• _Task_
Copy every record that follows, word for word.

• _Materials provided_
-=-=-
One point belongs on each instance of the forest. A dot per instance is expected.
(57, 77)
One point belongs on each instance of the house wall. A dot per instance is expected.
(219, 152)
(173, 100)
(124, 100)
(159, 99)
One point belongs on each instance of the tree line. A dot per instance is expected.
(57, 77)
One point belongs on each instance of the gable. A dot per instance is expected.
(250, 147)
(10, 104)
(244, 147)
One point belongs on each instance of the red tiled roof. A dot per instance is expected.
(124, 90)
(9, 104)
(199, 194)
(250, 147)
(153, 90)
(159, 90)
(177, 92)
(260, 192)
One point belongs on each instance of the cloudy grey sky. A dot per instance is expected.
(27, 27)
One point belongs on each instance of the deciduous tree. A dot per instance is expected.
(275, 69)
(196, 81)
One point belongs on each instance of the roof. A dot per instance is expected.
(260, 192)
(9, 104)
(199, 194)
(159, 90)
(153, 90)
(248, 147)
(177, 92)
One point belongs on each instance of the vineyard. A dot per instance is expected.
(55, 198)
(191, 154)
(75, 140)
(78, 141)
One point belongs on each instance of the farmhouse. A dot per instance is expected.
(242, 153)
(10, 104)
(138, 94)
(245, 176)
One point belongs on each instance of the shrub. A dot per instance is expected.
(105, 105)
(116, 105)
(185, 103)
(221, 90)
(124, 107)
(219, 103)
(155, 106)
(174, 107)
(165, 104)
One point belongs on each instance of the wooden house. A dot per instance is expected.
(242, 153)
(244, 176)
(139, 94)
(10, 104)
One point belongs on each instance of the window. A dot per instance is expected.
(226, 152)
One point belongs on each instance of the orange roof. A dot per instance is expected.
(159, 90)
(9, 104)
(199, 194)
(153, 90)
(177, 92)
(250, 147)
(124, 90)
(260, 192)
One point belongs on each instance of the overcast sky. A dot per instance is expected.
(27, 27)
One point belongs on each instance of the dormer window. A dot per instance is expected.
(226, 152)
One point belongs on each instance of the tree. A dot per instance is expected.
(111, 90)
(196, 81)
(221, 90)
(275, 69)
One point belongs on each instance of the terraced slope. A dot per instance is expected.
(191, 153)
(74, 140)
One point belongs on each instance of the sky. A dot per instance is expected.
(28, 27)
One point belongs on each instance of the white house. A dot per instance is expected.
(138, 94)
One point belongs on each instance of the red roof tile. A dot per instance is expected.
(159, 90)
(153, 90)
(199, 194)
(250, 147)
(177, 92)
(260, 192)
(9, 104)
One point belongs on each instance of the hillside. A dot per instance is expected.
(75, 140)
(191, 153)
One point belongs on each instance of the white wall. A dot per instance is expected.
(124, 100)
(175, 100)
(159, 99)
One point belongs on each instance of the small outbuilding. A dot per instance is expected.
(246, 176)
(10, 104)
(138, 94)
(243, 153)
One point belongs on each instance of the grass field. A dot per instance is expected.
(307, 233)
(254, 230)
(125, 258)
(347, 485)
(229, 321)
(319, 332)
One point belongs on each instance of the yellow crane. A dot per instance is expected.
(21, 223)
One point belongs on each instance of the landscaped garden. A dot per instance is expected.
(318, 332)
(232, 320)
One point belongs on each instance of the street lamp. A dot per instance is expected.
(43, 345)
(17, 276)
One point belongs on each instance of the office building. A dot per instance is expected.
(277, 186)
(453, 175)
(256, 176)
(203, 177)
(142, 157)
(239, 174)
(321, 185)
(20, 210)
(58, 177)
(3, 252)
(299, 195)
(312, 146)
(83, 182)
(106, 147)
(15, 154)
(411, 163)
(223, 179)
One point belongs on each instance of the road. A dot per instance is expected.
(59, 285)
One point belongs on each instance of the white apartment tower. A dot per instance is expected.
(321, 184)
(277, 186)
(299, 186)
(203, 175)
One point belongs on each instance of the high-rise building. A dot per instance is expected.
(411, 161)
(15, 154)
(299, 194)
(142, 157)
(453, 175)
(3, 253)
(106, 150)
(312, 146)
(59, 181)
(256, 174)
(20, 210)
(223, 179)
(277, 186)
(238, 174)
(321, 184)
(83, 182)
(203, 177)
-=-=-
• _The answer_
One point belongs on each instance of the forest. A dot per instance is expected.
(57, 77)
One point belongs on each instance of the house wall. A dot per instance is expected.
(219, 152)
(173, 100)
(124, 100)
(159, 99)
One point belongs on each instance of the tree line. A dot per instance is expected.
(57, 77)
One point belongs on each instance of the gable. A dot per instance is expected.
(250, 147)
(10, 104)
(244, 147)
One point belongs on each instance of the red tiled roof. A dot per instance is expected.
(124, 90)
(9, 104)
(199, 194)
(250, 147)
(153, 90)
(159, 90)
(177, 92)
(260, 192)
One point belongs on each instance of the cloudy grey sky. A dot per instance is expected.
(27, 27)
One point belongs on each instance of the deciduous tree. A dot per instance is expected.
(275, 69)
(196, 81)
One point belongs on each instance of the roof. A dot per instance is expected.
(260, 192)
(9, 104)
(199, 194)
(159, 90)
(153, 90)
(248, 147)
(177, 92)
One point belongs on each instance of the vineyard. A dot per instance is expected.
(55, 198)
(191, 154)
(75, 140)
(78, 141)
One point belongs on each instance of the farmhouse. A dot per instance is expected.
(242, 153)
(10, 104)
(138, 94)
(245, 176)
One point belongs on each instance of the shrub. A dot per instance is expected.
(105, 105)
(116, 105)
(185, 103)
(221, 90)
(124, 107)
(219, 103)
(155, 106)
(174, 107)
(165, 104)
One point belongs on each instance of the wooden house. A dot per instance is expected.
(242, 153)
(244, 176)
(139, 94)
(10, 104)
One point belongs on each instance of the window. A dot per instance is expected.
(226, 152)
One point belongs on each instance of the orange roof. A dot per instance is expected.
(159, 90)
(9, 104)
(199, 194)
(153, 90)
(177, 92)
(250, 147)
(124, 90)
(260, 192)
One point belongs on each instance of the overcast sky. A dot per instance is expected.
(27, 27)
One point belongs on each instance of the dormer window. A dot per instance is expected.
(226, 152)
One point belongs on each instance of the tree. A dot per instance is expected.
(111, 90)
(196, 81)
(221, 90)
(275, 69)
One point belongs on each instance of the terraced slope. A dot per instance is expected.
(191, 153)
(74, 140)
One point belongs on each instance of the sky. A dot per instance is expected.
(28, 27)
One point belongs on each instance of the white house. A dot per instance is expected.
(138, 94)
One point belongs on each instance of the red roof tile. A dot per instance is expected.
(159, 90)
(153, 90)
(199, 194)
(250, 147)
(177, 92)
(260, 192)
(9, 104)
One point belongs on each instance of the hillside. A dot per instance is expected.
(75, 140)
(191, 153)
One point belongs on each instance of the white wall. A dot per instance is expected.
(124, 100)
(175, 100)
(159, 99)
One point belongs on each instance of the small outbuilding. A dot per instance is expected.
(246, 176)
(10, 104)
(138, 94)
(243, 153)
One point belongs on each instance of the grass field. A dot per instance is expected.
(307, 233)
(254, 230)
(125, 258)
(347, 485)
(229, 321)
(319, 332)
One point belongs on each instance of the yellow crane. A dot per instance is expected.
(21, 223)
One point belongs on each instance of the landscaped garden. A dot per instance is expected.
(318, 332)
(232, 320)
One point belongs on each instance of the street lamp. A dot per instance is expected.
(43, 345)
(17, 276)
One point belongs on each instance of the office building. A dot per instance is expected.
(277, 186)
(453, 175)
(256, 176)
(203, 177)
(142, 157)
(239, 174)
(321, 185)
(20, 210)
(58, 177)
(3, 252)
(299, 195)
(312, 146)
(83, 182)
(106, 147)
(15, 154)
(411, 163)
(223, 179)
One point belongs on each instance of the road. A dot per instance is expected.
(59, 285)
One point belongs on each instance of the white apartment tower. A dot per instance is expected.
(321, 184)
(277, 186)
(299, 186)
(203, 175)
One point belongs on each instance of the high-rise building. A dot per instance is expected.
(411, 161)
(15, 154)
(299, 194)
(142, 157)
(453, 175)
(3, 253)
(106, 150)
(312, 146)
(59, 181)
(256, 174)
(20, 210)
(223, 179)
(277, 186)
(238, 174)
(321, 184)
(83, 182)
(203, 177)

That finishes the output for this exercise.